* [Aim] From the entries below, pull out every line that contains the word "Give", matching its case exactly.

..........

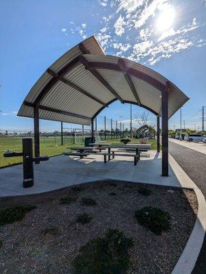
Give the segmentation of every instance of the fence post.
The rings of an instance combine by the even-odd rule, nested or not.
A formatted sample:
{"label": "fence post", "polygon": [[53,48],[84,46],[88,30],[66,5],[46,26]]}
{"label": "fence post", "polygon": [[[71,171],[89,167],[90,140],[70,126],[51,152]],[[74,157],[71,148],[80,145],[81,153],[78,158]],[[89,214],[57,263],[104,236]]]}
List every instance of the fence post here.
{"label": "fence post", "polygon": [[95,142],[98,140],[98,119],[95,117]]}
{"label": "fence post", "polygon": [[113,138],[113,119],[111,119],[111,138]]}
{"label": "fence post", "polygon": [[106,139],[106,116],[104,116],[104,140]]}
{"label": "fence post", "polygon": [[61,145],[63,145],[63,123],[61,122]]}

..........

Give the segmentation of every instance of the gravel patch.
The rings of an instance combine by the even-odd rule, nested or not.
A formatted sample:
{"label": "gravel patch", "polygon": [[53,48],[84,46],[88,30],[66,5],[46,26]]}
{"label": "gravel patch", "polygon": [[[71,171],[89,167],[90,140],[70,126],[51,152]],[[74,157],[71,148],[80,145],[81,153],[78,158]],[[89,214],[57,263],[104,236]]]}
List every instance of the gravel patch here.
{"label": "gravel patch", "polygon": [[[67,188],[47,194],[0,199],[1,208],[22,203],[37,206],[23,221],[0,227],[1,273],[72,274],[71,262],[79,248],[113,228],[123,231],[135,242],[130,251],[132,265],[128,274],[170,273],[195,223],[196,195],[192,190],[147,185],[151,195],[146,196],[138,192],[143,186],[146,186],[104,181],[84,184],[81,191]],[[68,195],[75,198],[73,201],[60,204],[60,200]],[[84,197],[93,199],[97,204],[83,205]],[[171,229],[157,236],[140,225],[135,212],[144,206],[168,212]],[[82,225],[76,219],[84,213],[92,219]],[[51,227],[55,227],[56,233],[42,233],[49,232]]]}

..........

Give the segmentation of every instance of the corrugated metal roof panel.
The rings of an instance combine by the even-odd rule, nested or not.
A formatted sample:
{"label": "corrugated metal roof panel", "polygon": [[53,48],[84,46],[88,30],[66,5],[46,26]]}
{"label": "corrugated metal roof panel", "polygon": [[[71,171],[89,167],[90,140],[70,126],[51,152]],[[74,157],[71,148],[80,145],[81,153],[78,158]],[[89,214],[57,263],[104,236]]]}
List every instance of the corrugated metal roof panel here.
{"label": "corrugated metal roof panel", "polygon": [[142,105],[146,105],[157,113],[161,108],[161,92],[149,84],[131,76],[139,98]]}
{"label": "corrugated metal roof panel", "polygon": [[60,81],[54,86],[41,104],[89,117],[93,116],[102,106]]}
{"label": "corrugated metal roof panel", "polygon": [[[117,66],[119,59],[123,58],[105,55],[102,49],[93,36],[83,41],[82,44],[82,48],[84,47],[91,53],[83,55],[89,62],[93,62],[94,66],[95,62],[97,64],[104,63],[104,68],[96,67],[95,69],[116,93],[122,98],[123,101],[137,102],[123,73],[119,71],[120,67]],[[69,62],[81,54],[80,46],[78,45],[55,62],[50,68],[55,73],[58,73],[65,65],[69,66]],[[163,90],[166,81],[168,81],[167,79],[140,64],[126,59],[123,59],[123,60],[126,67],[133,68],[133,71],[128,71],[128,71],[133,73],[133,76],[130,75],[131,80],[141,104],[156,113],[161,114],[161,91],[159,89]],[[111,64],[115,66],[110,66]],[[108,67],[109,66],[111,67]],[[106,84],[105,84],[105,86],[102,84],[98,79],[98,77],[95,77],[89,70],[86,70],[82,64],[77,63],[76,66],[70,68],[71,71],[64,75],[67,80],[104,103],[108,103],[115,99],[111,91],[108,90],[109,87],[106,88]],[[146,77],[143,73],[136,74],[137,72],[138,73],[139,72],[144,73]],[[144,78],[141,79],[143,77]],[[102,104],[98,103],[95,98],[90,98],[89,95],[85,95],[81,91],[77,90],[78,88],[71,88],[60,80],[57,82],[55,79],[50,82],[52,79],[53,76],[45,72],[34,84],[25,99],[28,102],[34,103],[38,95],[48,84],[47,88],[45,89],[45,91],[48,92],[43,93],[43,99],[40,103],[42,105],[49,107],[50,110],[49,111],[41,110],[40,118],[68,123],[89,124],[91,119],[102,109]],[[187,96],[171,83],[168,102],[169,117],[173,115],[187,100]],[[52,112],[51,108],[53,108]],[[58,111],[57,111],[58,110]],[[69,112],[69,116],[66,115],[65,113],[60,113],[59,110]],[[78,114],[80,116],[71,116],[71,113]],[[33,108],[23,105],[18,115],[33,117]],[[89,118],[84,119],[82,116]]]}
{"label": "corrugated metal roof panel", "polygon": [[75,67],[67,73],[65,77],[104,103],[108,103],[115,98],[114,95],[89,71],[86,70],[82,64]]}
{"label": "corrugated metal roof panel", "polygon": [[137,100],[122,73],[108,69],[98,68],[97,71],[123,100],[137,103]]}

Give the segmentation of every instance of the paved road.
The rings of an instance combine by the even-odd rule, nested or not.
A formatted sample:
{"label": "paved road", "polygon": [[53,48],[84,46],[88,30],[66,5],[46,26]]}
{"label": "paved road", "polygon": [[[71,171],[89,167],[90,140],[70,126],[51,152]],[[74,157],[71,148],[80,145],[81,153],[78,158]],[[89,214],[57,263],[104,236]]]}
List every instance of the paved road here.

..........

* [Task solution]
Give the segmentation of every instance of the fence post.
Give the segmentation of every instance of the gravel patch.
Give the segmentation of every instance of the corrugated metal roof panel.
Give the segmentation of every instance of the paved road.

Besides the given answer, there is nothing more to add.